Set exercise
Can you reproduce all of the entries below with each "indicate" swapped for "mark", changing nothing else and omitting the pictures?

Listed entries
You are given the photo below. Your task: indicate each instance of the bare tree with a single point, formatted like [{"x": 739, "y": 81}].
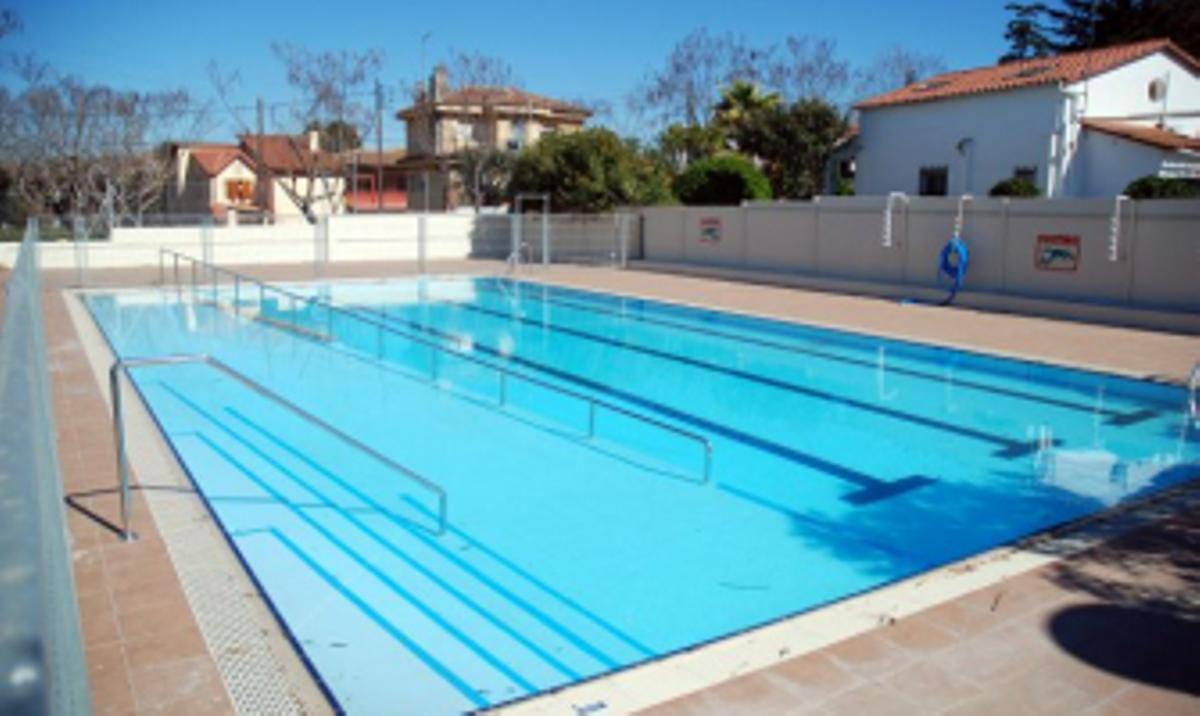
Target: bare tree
[
  {"x": 91, "y": 150},
  {"x": 333, "y": 90},
  {"x": 809, "y": 70},
  {"x": 477, "y": 68},
  {"x": 486, "y": 175},
  {"x": 687, "y": 86},
  {"x": 895, "y": 67}
]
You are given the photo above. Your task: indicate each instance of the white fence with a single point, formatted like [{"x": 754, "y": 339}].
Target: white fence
[
  {"x": 1135, "y": 254},
  {"x": 351, "y": 238}
]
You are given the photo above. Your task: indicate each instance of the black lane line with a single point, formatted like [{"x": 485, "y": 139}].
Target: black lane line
[
  {"x": 1007, "y": 446},
  {"x": 1115, "y": 416},
  {"x": 871, "y": 488}
]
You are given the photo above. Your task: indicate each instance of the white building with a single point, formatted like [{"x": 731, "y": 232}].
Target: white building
[
  {"x": 1078, "y": 125},
  {"x": 219, "y": 179}
]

Solution for this problem
You are given the photo below. Your task: mark each instance of the bare tree with a single point, formatted like [{"x": 739, "y": 81}].
Target: bare tree
[
  {"x": 91, "y": 150},
  {"x": 333, "y": 90},
  {"x": 809, "y": 70},
  {"x": 477, "y": 68},
  {"x": 486, "y": 175},
  {"x": 687, "y": 86},
  {"x": 895, "y": 67}
]
You are given the photo above. Your task: mark each instance of the white fence with a single point, formatted like [{"x": 754, "y": 339}].
Target: white fence
[
  {"x": 1135, "y": 254},
  {"x": 351, "y": 238}
]
You are given the photo above. Your task: mark each instance of the black lane line with a single point, formatted like [{"x": 485, "y": 139}].
Target: black lane line
[
  {"x": 1007, "y": 446},
  {"x": 1115, "y": 416},
  {"x": 871, "y": 488}
]
You are given the photo above. Your task: mark each instance of the white building with a single point, formatted like [{"x": 731, "y": 232}].
Target: white building
[
  {"x": 1078, "y": 125},
  {"x": 219, "y": 179}
]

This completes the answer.